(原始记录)

○ ○ ○ ○ ○

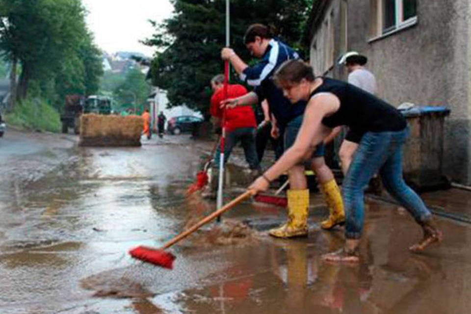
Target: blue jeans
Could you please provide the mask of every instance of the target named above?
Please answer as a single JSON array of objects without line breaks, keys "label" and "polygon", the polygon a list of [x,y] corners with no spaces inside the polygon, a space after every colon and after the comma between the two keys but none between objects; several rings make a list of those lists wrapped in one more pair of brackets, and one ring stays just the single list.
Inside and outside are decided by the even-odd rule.
[{"label": "blue jeans", "polygon": [[[257,129],[255,128],[240,128],[226,132],[226,141],[224,143],[224,164],[227,162],[233,149],[240,141],[244,149],[245,160],[249,164],[249,167],[251,169],[260,169],[260,163],[257,156],[257,147],[255,145],[256,133]],[[219,167],[220,156],[221,146],[218,145],[213,166]]]},{"label": "blue jeans", "polygon": [[425,204],[402,178],[402,145],[408,128],[397,132],[368,132],[360,142],[342,183],[345,214],[345,237],[358,239],[364,220],[363,187],[376,173],[385,188],[410,213],[418,223],[430,219]]},{"label": "blue jeans", "polygon": [[[298,132],[301,129],[301,125],[303,123],[303,117],[301,115],[298,116],[289,121],[286,125],[286,127],[283,131],[280,131],[283,136],[283,150],[286,151],[288,148],[293,146],[296,137],[298,136]],[[315,151],[313,154],[313,157],[322,157],[325,153],[325,148],[323,144],[319,144],[315,147]]]}]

○ ○ ○ ○ ○

• [待办任务] 把上面记录中的各行整理成编号列表，略去空行，答案里不要包含图片。

• [答案如下]
1. Target: blue jeans
2. Could you please provide the mask of every instance of the target named above?
3. Please answer as a single JSON array of objects without line breaks, keys "label" and "polygon", the polygon a list of [x,y] corners with no spaces inside the polygon, a space after every colon and after the comma between the two keys but none between objects; several rings make a list of those lists wrapped in one more pair of brackets, and one ring stays just the single list.
4. Inside and outside are decided by the even-odd rule.
5. [{"label": "blue jeans", "polygon": [[[257,129],[255,128],[240,128],[226,132],[226,141],[224,143],[224,164],[227,162],[233,149],[240,141],[244,149],[245,160],[249,164],[249,167],[251,169],[260,169],[260,163],[257,156],[257,147],[255,145],[256,133]],[[219,167],[220,156],[221,146],[218,145],[213,166]]]},{"label": "blue jeans", "polygon": [[425,204],[402,178],[402,145],[408,128],[397,132],[368,132],[360,142],[342,183],[345,214],[345,237],[358,239],[364,220],[363,187],[376,173],[385,188],[410,213],[418,223],[430,219]]},{"label": "blue jeans", "polygon": [[[298,132],[301,129],[301,125],[303,123],[303,117],[301,115],[298,116],[289,121],[286,125],[286,127],[283,131],[280,131],[283,136],[283,150],[286,151],[288,148],[293,146],[296,137],[298,136]],[[315,151],[313,154],[313,157],[322,157],[325,153],[325,148],[323,144],[319,144],[315,147]]]}]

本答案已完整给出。